Written exercise: Gather every line in the listing below that contains the string "marking", and copy each one in full.

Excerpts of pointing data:

┏━━

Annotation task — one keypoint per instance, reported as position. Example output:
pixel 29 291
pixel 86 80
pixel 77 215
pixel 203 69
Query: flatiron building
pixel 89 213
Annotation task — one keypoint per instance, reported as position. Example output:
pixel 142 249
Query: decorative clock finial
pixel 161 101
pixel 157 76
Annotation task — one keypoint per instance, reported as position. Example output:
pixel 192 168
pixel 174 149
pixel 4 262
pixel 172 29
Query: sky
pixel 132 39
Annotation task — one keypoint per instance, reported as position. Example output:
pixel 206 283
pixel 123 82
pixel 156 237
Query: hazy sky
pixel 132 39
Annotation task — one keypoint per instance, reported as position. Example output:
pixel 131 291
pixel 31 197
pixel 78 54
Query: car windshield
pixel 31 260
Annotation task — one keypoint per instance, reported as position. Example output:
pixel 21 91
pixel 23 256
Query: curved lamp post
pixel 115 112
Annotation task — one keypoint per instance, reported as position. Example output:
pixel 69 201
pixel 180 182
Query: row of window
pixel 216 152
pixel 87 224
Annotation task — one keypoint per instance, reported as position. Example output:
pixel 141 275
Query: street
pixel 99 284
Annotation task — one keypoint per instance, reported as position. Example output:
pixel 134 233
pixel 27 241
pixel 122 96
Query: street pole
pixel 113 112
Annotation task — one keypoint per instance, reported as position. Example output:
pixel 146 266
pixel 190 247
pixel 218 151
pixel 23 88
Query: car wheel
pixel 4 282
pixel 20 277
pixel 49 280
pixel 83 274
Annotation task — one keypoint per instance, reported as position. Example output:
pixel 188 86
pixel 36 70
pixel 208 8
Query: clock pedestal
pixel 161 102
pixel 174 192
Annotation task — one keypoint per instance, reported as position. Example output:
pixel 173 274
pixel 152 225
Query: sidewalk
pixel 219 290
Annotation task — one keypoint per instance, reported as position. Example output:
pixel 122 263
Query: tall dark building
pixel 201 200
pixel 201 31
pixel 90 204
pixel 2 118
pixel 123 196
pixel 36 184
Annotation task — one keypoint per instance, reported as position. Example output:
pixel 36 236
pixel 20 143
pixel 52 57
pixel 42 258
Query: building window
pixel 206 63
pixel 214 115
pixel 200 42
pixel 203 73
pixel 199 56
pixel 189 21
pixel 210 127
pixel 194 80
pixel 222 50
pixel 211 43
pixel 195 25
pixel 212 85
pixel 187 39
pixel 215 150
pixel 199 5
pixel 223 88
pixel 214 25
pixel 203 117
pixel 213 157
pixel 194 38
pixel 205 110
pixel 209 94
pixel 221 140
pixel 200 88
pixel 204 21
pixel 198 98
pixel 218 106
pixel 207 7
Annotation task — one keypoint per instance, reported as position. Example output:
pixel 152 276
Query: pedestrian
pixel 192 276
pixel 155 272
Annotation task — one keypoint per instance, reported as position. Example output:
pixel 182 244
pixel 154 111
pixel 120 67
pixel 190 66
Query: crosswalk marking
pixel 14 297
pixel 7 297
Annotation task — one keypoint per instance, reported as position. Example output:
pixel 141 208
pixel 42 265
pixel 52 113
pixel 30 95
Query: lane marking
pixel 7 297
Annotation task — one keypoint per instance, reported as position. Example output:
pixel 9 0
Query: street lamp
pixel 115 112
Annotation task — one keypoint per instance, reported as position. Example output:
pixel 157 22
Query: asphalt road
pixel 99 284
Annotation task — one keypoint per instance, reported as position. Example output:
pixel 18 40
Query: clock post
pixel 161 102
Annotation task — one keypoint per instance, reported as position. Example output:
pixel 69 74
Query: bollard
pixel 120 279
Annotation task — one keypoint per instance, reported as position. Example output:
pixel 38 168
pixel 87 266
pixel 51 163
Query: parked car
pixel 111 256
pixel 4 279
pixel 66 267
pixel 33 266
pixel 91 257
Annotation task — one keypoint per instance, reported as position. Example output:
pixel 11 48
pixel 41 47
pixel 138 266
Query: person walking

┗━━

Written answer:
Query: crosswalk marking
Query: lane marking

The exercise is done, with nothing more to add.